[start]
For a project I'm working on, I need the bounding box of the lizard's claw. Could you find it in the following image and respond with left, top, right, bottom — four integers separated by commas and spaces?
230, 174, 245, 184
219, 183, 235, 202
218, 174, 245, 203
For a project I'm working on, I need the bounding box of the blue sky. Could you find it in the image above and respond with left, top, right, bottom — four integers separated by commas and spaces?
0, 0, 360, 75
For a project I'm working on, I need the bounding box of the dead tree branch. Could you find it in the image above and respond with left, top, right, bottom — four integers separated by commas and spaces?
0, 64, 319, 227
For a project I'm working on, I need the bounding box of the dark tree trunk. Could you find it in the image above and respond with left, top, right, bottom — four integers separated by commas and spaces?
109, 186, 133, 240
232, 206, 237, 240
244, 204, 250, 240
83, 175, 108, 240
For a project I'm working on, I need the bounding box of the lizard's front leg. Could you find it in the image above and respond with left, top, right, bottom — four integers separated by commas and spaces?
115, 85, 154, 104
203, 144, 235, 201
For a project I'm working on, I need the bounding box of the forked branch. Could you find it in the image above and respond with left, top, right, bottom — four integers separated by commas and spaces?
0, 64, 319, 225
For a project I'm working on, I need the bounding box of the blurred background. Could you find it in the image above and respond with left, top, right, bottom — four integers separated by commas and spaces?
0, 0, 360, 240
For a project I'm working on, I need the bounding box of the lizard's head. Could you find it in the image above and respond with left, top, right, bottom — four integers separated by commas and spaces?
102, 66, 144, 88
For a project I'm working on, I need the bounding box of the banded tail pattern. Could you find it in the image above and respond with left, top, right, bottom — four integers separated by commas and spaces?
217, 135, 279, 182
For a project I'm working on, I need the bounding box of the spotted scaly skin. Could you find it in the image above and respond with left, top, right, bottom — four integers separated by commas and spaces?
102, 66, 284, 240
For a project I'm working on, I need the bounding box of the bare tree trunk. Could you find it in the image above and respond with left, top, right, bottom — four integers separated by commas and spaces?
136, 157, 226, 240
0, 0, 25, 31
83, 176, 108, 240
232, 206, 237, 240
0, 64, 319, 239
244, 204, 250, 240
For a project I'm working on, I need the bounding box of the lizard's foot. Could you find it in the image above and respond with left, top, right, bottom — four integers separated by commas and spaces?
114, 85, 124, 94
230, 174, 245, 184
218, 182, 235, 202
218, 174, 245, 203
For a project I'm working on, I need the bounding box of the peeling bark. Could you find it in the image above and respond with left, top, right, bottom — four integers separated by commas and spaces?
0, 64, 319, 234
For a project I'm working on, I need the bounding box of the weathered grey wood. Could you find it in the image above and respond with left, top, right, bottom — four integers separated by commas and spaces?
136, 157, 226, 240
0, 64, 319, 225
[end]
▸ **Instructions to follow**
Copy every one of the records above word for word, without changing anything.

▸ **Output below**
For a project I'm working on, I need the bounding box of the lizard's claw. Could you find it in the following image and respond with left, top, right, bottom — four integers separated by commas and spaces?
230, 174, 245, 184
219, 183, 235, 202
218, 174, 245, 203
For a project I'm working on, I need the bounding box of the blue sky. Could you find it in the image above and respond with left, top, right, bottom — four integers separated by commas and spaces?
0, 0, 360, 75
For a project I'm working on, I need the bounding box of the dead tree branch. Could you find it in the image above and respond with left, top, right, bottom — four integers separated by commas and spaces?
0, 64, 319, 227
For a project I'm working on, I need the bounding box of the dark tree trunk. Could you find it in the image above and respond with left, top, right, bottom — four integers separated by commas and spaces?
109, 186, 133, 240
232, 206, 237, 240
244, 204, 250, 240
83, 175, 108, 240
For a project I'm working on, I need the bounding box of the lizard's front leg. Could you find it in the image above and respond with left, top, right, bottom — four integers separated by commas and spaces?
115, 85, 154, 104
203, 144, 235, 201
For a project I'm working on, I need the bounding box of the forked branch. Could you find it in the image above and respond with left, top, right, bottom — four integers separated by commas and spaces?
0, 64, 319, 225
For a project I'm working on, I need the bounding box of the blurred background. Could you find it in the image above and respond with left, top, right, bottom — four integers separated by commas and spaces?
0, 0, 360, 240
For a project I'm working on, I need the bounding box of the lizard's head. Could you find it in the image above and respond with left, top, right, bottom — four integers separated by commas and spaces?
102, 66, 144, 88
For a project I'm working on, I need the bounding box of the banded tail pattern. Could you find it in the image above and respond with left, top, right, bottom — four integers separated by commas and spaces?
217, 135, 279, 182
For a project I'm working on, I need the bounding box of the spotted scaly skin. Could you find it in the image above and respond with left, top, right, bottom — four integers separated by commas and spaces?
102, 66, 284, 240
For a project I'm working on, I need the bounding box of the bare tree trunk. Could you find it in the image above and respond with left, top, right, bottom — four integers separated by commas and spaces?
136, 157, 226, 240
0, 0, 25, 31
83, 176, 108, 240
232, 206, 237, 240
0, 64, 319, 239
244, 204, 250, 240
For a project I'm working on, I need the bounding box of the lizard's foot. Could you find it in the image above and respond with left, top, right, bottom — four integers separated by commas and spaces?
114, 85, 124, 94
230, 174, 245, 184
218, 182, 235, 202
218, 174, 245, 203
For a project I'm working on, I need the bounding box of the peeling bark. Could you find it in the image above and respond with left, top, right, bottom — four integers separated by commas and spaces?
0, 64, 319, 234
For a project I'm working on, I need the bounding box of the weathered grey wood. Could you find it in the image above and respond with left, top, right, bottom — four integers separated by commas and spaces?
136, 157, 226, 240
0, 64, 319, 225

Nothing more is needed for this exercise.